Saya belum terlalu lama melakukan pentest (penetration testing) tapi sudah mengamati ada berbagai jenis client. Saya juga mulai sering ditanya oleh orang yang mau melakukan pentesting: apa aja sih yang perlu dipentest? terus prosesnya biasanya bagaimana?
Secara umum pentest adalah menguji sistem komputer terhadap kelemahan security. Apa yang diuji tentunya bergantung pada sistem yang ada. Contoh: jika sistem hanya digunakan internal perusahaan, maka yang ditest hanya internal saja. Jika aplikasi bisa diakses publik via aplikasi mobile, maka aplikasi mobile juga perlu ditest.
Contents
Apa yang ditest?
Pentest bisa dilakukan secara eksternal, artinya hanya dari akses website dan app saja, tidak masuk ke jaringan internal dan juga secara internal dengan datang ke perusahaan. Hal yang penting diidentifikasi adalah: apa asset penting yang perlu dilindungi dan sepenting apa assetnya, lalu bagaimana itu bisa diakses. Contoh: jika aplikasinya melibatkan pulsa atau voucher, kita perlu mengidentifikasi titik di mana isi pulsa bisa dilakukan, misalnya via website, via layanan partner, via aplikasi.
Kadang pentest eksternal saja sudah cukup. Contohnya: aplikasi sudah berjalan di server Amazon/Azure dan sudah dipastikan bahwa hanya ada satu orang yang memegang account ke server tersebut. Serangan terhadap jaringan internal perusahaan tidak akan bisa mengakses server itu.
Pada kasus lain, pentest kadang perlu dilakukan juga pada jaringan internal. Ini biasanya diperlukan pada perusahaan besar yang memiliki pegawai yang bisa langsung mengakses server. Jangan sampai ada pegawai yang seharusnya hanya boleh mengentri data ternyata bisa mengakses server penggajian. Hal yang ditest biasanya mulai dari WIFI (apakah ada tamu yang bisa mengakses jaringan perusahaan), firewall, aplikasi internal, password default, dsb.
Jangan kira karena perusahaan ada di wilayah yang dilindungi satpam maka Anda tidak butuh pentest internal. Karyawan bisa saja mendapatkan email yang berisi trojan/backdoor dan penyerang bisa masuk langsung ke jaringan internal perusahaan. Bisa juga karyawan menginstall game di ponselnya yang ternyata memiliki backdoor dan bisa mengakses data ketika ponsel tersebut terkoneksi ke WIFI kantor.
Mobile app juga merupakan hal yang penting untuk ditest. Kadang ada yang berpikir: ah API-nya sama kok dengan yang di web (memakai REST) jadi pasti sudah aman. Saya pernah melihat app seperti itu, tapi ternyata di mobile app-nya tersisa URL testing yang memungkinkan kita melakukan SQL Injection (kemudian ternyata bisa mendapatkan password admin, bisa membaca source code app, lalu bisa mendapatkan shell).
Proses testing
Akan sangat panjang untuk menjelaskan bagaimana seluruh proses testing dilakukan, jadi akan saya ceritakan secara umum saja. Secara umum di awal harus ditentukan apa yang akan ditest, apa batasannya (kadang pentest hanya boleh dilakukan setelah jam tertentu), siapa contact personnya, dsb. Biasanya dibuat juga perjanjian supaya jelas jika ada insiden selama proses pentesting.

* **Tugas Wajib**
**1.** Dalam teks tentang pentest, apa yang ternyata masih tersisa di mobile app yang pernah dilihat penulis?
**2.** Tolong lanjutkan teks tentang pentest mulai dari kalimat terakhirnya.

* **Daftar Data**
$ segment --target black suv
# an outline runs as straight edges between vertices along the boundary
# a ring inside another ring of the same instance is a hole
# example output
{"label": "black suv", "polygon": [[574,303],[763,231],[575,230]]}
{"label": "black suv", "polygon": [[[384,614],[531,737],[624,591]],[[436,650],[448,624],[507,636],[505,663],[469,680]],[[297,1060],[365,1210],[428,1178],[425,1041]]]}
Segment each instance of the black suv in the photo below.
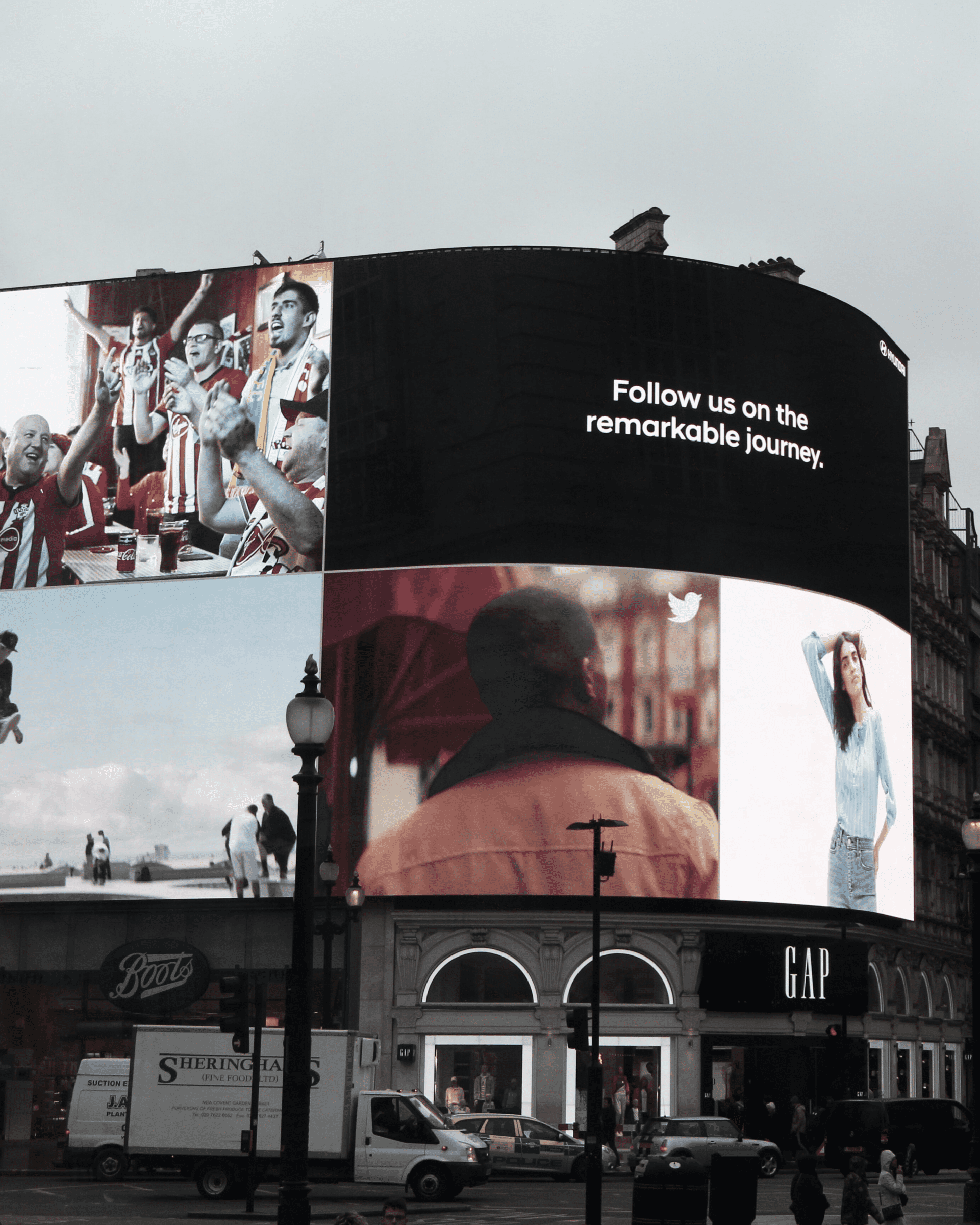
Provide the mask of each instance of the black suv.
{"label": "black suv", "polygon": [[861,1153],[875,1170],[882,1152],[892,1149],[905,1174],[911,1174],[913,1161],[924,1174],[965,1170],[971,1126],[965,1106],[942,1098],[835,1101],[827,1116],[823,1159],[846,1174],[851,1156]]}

==

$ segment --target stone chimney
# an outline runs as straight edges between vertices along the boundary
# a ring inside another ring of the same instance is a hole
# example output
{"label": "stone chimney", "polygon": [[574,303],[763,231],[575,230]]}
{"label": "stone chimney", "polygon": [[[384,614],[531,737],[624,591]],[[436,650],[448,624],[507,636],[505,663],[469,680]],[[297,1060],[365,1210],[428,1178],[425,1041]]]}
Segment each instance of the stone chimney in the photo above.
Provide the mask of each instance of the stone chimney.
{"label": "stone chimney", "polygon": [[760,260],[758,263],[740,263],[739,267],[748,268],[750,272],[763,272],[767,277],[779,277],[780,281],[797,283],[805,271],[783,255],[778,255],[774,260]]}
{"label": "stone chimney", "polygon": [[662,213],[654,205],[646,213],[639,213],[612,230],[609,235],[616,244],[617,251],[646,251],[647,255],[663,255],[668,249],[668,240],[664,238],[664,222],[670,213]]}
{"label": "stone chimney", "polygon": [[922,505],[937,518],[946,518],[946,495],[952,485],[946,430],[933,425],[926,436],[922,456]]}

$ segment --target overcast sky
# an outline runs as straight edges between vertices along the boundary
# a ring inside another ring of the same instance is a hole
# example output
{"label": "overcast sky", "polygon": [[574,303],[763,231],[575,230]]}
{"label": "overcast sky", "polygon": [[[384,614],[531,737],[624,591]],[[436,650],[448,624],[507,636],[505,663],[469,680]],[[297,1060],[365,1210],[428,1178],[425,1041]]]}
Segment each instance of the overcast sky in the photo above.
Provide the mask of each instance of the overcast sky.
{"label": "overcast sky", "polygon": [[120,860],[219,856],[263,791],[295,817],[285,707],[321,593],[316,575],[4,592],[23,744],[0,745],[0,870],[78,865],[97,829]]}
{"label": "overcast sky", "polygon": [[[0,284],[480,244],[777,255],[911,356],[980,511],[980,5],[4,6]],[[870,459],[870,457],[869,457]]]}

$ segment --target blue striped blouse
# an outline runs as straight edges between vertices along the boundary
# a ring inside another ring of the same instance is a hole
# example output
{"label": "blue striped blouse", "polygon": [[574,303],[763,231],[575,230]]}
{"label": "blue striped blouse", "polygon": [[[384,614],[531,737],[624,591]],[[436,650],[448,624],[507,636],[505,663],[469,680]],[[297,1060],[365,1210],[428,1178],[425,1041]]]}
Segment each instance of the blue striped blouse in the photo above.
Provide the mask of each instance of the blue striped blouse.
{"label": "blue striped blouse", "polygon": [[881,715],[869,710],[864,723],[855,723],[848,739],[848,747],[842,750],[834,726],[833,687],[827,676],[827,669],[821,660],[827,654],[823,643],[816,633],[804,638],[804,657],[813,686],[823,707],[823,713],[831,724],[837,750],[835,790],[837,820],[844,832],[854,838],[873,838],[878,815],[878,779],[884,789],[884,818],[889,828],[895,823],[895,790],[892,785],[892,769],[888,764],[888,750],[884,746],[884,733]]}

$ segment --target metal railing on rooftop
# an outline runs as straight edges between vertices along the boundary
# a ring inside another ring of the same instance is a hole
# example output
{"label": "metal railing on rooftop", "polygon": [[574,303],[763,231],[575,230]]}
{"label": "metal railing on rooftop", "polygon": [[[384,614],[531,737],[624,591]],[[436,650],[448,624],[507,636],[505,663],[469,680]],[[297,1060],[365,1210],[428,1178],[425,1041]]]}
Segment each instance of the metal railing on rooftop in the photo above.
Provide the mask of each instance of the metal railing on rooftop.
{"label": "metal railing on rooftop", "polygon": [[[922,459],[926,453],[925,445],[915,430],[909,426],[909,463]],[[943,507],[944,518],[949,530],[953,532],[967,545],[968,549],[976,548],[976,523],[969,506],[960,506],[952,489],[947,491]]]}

--

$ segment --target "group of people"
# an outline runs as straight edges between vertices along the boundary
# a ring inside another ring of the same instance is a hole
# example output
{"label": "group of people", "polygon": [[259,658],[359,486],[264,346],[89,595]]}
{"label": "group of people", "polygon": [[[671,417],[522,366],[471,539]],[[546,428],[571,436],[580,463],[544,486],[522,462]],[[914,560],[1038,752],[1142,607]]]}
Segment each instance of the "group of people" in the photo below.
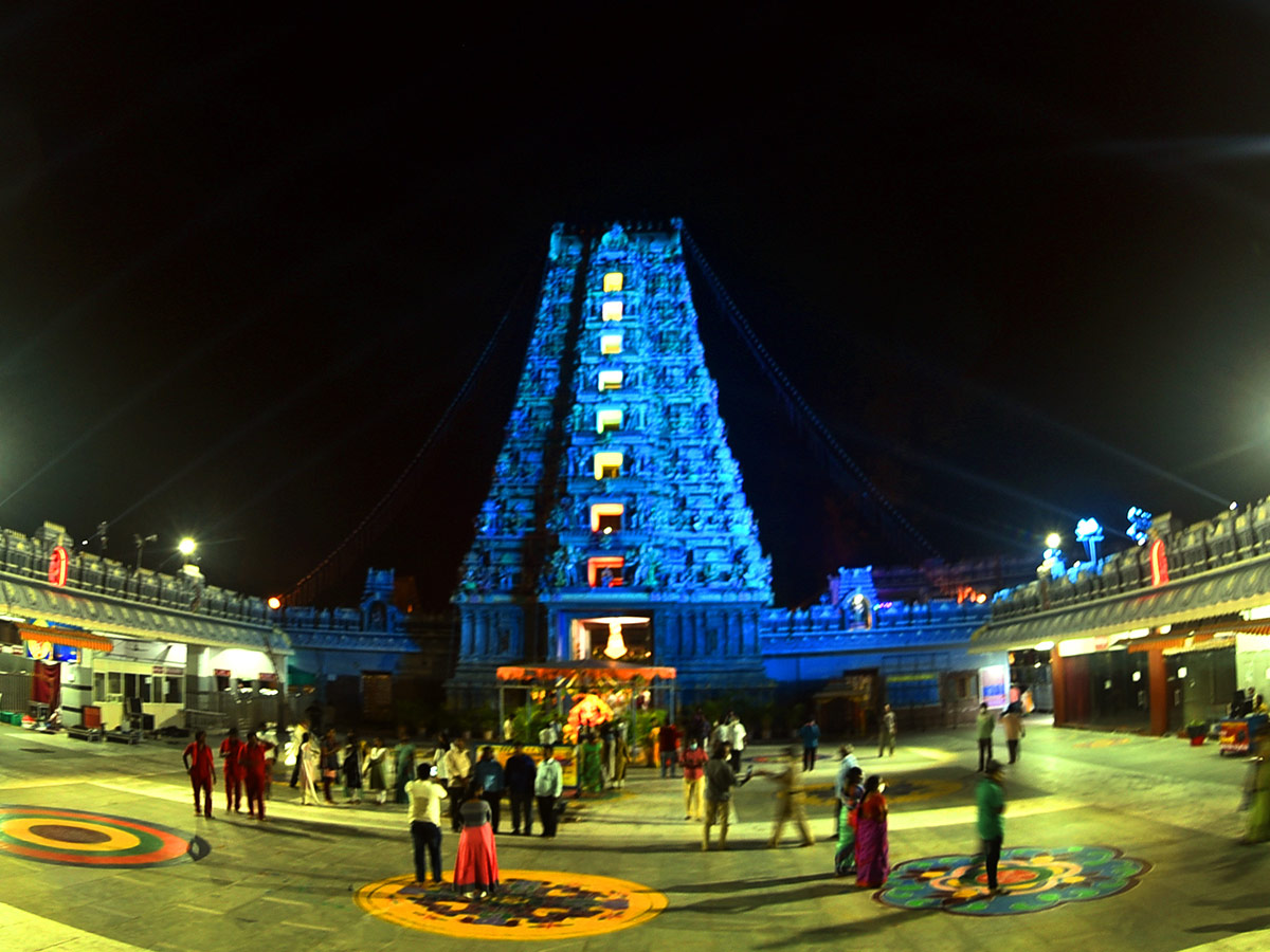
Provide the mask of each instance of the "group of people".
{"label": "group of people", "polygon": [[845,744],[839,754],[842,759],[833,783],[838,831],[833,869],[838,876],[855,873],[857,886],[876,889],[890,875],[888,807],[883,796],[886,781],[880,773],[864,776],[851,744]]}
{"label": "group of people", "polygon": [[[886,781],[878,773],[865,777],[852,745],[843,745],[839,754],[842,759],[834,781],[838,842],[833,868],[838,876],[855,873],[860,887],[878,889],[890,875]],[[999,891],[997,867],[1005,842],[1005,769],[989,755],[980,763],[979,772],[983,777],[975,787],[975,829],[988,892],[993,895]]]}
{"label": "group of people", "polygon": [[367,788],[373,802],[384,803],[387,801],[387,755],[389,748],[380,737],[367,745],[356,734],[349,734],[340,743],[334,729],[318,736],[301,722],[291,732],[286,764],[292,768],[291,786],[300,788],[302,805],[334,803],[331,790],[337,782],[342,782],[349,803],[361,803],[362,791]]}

* **Jawaban**
**1.** URL testing yang memungkinkan dilakukannya SQL Injection.

**2.**
Biasanya testing dilakukan dalam beberapa tingkat. Pertama adalah scanning secara umum (port yang terbuka, URL-URL standar) dan akan dicoba apakah tanpa memiliki user kita bisa mengakses hal-hal yang seharusnya tidak boleh diakses. Untuk aplikasi yang baik, biasanya ini tidak akan menghasilkan apa-apa, hanya temuan yang levelnya low risk.
Jika website atau aplikasi memiliki user account, maka pentester perlu diberi beberapa user account, biasanya mulai dari yang privilege rendah sampai tinggi. Beberapa hal yang ditest misalnya: apakah user privilege rendah bisa mengakses user lain, apakah bisa menaikkan privilegenya?
Account level admin juga dibutuhkan untuk memastikan. Contoh: jika user bisa mengirimkan pesan ke admin untuk mengeksploitasi XSS (cross site scripting), dan ini baru akan aktif ketika admin membuka pesan tersebut. Pentester akan lebih mudah/cepat mengetes jika diberi account admin dan memastikan apakah XSS ada atau tidak , daripada menunggu admin yang sesungguhnya untuk membuka pesannya (entah kapan).
Seringkali aplikasi sudah melindungi diri dari orang yang tidak punya account, tapi masih bolong ketika bisa masuk sebagai user apapun. Di dunia nyata account level rendah ini sering bisa didapatkan, misalnya dari password yang bocor di situs lain (password reuse), atau bahkan dengan social engineering.
Untuk aplikasi mobile kadang test singkat bisa dilakukan jika teknologi yang digunakan cukup standar (memakai REST API dsb). Tapi jika aplikasi sudah kompleks, memakai protokol tidak standar, atau menggunakan SSL Pinning, maka reverse engineering perlu dilakukan terhadap aplikasi.
Setelah berbagai kelemahan ditemukan, laporan akan dibuat dan mungkin perlu dipresentasikan ke client (jika ada hal-hal yang tidak dipahami client). Setelah itu developer dan atau admin akan segera memperbaiki bugnya. Setelah selesai akan dilaporkan kembali ke pentester.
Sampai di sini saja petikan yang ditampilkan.